[Aufgabe] Schreib die Seite über die Ausstellung „Angekommen“ im Ameranger Rathaus im Anschluss an ihren letzten Satz weiter.

[Seite]
━━━━━━━━━━

Kunst im Rathaus
Wechselnde Ausstellungen von Kunstschaffenden aus dem Gemeindegebiet laden ins Ameranger Rathaus ein.
2015-2025 - Angekommen
Die neue Ausstellung der „Kunst im Rathaus“ skizziert die Lebenswege geflüchteter Menschen im Landkreis Rosenheim. Im Herbst 2015 gründete sich in Amerang ein Helferkreis, nachdem sicher war, dass die Gemeinde etwa 100 Gef lüchtete aufnehmen würde. Familien und Einzelpersonen, Menschen aus Afghanistan, Pakistan, Syrien, Albanien, Eritrea, Nigeria und anderen fernen Staaten.

━━━━━━━━━━

[Gegebene Angaben]
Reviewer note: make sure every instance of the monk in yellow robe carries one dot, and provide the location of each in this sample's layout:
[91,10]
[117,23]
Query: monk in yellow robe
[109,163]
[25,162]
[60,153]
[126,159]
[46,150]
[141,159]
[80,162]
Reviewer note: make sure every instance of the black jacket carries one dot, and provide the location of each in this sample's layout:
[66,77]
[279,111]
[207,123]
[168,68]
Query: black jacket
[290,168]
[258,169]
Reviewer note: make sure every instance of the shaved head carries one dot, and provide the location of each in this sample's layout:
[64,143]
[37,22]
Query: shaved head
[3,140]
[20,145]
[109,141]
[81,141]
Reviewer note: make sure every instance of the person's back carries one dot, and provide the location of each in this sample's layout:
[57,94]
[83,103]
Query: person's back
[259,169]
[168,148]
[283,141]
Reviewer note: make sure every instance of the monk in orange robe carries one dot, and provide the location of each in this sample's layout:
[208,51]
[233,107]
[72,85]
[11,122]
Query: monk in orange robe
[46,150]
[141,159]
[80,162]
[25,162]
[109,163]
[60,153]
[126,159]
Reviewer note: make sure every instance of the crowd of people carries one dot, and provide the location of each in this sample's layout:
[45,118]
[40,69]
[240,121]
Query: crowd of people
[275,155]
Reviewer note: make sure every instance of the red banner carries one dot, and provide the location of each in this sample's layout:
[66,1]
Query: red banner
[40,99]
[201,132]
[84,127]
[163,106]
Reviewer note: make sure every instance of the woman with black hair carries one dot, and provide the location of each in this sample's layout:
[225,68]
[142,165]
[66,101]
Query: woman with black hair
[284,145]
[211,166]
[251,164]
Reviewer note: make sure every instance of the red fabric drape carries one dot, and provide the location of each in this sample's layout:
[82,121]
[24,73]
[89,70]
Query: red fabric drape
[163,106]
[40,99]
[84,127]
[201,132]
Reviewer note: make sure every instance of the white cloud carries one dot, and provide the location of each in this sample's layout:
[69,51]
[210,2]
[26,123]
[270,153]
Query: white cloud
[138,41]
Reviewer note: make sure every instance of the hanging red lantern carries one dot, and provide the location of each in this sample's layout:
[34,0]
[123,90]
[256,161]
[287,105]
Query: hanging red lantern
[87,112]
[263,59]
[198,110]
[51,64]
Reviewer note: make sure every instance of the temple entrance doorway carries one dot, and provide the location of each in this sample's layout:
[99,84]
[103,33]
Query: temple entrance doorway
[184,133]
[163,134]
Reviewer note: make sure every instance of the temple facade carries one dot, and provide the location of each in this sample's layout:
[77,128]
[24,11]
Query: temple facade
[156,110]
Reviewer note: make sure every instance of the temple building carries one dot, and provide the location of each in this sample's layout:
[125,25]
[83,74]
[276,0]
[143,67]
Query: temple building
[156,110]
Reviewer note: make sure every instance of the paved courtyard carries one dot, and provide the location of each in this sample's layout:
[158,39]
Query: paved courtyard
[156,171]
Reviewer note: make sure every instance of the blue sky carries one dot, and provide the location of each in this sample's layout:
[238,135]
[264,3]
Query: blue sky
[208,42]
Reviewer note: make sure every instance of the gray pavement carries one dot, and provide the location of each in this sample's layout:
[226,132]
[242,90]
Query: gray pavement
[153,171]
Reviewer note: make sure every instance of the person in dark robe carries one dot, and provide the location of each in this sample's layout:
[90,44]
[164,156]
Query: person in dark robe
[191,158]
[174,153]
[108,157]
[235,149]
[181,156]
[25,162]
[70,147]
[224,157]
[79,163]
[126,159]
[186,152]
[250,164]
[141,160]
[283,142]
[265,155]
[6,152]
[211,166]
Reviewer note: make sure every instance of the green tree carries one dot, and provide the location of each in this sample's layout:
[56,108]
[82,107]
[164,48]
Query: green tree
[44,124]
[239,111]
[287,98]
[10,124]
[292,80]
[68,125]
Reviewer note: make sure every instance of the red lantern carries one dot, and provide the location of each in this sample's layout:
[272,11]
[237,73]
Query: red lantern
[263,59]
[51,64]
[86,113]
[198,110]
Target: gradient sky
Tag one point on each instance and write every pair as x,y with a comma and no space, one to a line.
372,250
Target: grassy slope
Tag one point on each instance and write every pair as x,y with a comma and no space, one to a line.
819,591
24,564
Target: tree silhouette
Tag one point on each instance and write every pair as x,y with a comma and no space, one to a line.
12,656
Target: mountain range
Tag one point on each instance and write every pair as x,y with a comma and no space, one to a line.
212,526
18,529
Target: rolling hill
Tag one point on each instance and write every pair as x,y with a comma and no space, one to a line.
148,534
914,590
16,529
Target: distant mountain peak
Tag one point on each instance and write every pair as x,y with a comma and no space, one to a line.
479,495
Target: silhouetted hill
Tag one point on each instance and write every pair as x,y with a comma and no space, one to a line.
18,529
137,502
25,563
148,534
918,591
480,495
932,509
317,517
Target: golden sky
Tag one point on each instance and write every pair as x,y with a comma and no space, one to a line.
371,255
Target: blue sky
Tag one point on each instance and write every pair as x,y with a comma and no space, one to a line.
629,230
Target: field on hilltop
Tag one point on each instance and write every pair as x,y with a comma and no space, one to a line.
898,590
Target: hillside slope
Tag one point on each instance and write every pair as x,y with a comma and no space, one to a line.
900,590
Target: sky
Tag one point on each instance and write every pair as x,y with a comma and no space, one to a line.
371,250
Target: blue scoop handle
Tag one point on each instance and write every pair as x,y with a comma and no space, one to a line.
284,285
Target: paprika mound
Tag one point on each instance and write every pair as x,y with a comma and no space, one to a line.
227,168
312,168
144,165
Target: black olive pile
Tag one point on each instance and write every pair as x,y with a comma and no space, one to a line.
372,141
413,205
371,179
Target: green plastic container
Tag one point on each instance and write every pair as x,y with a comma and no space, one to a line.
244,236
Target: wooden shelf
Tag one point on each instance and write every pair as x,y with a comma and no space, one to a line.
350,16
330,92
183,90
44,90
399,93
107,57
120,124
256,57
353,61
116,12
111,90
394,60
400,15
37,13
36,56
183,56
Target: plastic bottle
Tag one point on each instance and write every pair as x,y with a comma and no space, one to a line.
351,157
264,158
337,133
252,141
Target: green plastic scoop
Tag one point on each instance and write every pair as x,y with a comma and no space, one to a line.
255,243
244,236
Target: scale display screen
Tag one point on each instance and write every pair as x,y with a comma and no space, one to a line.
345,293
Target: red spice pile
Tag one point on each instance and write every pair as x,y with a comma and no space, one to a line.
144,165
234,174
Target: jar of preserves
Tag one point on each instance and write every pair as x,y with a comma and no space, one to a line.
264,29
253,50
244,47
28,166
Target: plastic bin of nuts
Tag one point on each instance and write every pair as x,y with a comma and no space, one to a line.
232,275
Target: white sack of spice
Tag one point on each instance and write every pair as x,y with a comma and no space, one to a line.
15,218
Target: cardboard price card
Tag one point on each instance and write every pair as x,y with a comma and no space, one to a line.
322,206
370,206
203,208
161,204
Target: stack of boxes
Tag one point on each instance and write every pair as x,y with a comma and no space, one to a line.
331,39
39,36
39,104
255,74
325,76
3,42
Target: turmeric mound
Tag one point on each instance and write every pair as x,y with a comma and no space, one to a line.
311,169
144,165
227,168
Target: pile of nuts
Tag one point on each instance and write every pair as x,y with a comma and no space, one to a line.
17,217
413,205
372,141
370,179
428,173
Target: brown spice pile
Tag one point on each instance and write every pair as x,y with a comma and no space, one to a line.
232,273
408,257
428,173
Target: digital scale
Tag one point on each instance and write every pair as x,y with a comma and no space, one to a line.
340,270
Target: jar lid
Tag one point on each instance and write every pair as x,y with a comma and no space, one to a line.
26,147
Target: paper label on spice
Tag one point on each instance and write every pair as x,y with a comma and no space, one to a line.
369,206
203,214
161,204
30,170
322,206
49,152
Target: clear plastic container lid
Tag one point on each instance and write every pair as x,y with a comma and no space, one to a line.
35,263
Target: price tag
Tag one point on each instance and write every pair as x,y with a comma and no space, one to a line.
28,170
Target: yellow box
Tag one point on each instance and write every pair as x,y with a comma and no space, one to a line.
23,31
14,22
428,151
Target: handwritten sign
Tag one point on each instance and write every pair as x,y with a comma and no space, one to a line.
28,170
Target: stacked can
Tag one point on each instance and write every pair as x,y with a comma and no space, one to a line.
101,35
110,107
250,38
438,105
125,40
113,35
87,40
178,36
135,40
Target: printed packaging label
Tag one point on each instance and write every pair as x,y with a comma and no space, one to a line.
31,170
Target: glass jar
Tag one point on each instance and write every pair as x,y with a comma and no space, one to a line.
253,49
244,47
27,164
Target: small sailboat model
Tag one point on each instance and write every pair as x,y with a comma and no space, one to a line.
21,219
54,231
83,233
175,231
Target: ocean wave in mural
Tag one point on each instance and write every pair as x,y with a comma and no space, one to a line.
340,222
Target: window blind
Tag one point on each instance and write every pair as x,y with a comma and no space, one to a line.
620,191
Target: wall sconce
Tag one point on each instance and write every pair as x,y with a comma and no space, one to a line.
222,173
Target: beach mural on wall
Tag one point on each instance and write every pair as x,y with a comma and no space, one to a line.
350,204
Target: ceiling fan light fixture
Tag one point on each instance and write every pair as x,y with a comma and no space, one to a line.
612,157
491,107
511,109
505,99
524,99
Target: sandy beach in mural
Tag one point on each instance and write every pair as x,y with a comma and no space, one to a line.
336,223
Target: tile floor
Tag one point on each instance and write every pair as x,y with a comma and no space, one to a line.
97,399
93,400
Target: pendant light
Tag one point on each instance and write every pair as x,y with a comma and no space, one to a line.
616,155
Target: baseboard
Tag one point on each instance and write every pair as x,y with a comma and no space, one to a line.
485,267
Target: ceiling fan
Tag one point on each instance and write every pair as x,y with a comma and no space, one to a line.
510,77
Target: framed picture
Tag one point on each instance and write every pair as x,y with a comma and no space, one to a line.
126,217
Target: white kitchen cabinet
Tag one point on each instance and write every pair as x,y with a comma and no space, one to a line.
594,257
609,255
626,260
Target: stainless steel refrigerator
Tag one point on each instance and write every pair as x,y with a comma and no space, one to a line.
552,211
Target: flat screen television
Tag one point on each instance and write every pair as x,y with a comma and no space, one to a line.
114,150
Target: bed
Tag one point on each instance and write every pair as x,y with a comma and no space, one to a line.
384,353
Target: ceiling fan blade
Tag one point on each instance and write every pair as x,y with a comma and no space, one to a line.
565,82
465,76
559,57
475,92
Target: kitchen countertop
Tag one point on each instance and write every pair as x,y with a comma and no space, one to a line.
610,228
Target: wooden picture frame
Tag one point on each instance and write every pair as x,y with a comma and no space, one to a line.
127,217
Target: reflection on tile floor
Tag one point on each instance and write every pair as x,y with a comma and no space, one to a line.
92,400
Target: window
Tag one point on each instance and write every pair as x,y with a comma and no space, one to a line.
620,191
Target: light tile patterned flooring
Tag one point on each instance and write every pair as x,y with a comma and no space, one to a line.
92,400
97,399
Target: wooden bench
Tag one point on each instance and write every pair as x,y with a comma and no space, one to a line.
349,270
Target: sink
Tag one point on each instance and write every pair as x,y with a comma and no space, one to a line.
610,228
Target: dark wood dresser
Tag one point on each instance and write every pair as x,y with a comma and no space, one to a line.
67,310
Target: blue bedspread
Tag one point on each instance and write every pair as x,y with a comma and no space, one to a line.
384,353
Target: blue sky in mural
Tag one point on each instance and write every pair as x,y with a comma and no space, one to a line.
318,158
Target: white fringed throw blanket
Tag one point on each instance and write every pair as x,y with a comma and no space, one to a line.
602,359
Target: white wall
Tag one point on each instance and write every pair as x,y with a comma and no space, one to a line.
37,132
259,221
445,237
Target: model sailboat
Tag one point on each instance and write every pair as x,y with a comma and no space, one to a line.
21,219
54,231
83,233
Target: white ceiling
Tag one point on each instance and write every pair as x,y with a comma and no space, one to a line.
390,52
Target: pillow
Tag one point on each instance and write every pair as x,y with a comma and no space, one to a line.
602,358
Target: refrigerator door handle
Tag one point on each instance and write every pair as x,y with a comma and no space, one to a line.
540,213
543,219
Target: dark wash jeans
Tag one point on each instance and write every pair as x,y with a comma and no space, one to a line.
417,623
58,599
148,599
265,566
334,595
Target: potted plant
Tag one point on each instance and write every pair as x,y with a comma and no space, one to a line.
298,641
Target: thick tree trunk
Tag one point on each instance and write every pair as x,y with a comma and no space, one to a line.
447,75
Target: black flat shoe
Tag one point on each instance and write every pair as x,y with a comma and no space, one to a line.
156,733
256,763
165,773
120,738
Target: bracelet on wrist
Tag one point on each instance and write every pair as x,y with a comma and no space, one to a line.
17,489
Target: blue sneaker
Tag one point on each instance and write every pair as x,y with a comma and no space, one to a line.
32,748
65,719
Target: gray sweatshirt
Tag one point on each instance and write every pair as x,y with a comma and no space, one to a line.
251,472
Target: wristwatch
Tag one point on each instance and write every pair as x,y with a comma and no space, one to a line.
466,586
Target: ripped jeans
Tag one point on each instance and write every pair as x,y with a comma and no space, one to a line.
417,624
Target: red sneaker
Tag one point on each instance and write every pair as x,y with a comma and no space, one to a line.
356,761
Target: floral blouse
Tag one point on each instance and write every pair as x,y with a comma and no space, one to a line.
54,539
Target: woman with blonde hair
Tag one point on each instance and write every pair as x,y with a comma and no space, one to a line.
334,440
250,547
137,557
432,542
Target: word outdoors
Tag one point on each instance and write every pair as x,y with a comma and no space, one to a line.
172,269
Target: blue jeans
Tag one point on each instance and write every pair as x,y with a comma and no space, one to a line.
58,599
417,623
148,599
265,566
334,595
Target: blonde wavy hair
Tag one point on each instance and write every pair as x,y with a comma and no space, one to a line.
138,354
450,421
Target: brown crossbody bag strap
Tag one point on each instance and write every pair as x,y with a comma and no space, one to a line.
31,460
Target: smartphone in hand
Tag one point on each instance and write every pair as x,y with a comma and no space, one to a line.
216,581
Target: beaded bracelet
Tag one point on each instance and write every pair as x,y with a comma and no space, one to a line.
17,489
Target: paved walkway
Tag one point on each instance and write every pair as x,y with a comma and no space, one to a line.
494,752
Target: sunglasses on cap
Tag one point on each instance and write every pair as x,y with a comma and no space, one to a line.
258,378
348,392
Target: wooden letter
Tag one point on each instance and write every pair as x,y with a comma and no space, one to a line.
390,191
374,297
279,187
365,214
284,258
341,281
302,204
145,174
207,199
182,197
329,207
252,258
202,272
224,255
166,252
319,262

━━━━━━━━━━

[Lösung]
Über ihr Engagement im Helferkreis lernten sich Regina Weiland und Katharina Herrmann kennen. Beide eint die große Neugierde und Offenheit, mit der sie Fremden begegnen. Von Anfang an dabei war auch die Kamera der Grafikerin Herrmann, wovon das Projekt „Angekommen“ heute profitiert. Gemeinsam haben die Frauen bereits 2016 das Buchprojekt „Cook - Talk - Eat“ realisiert, eine Dokumentation integrativen Kochabende im „Asylotel“, dem vormaligen Familotel Stein.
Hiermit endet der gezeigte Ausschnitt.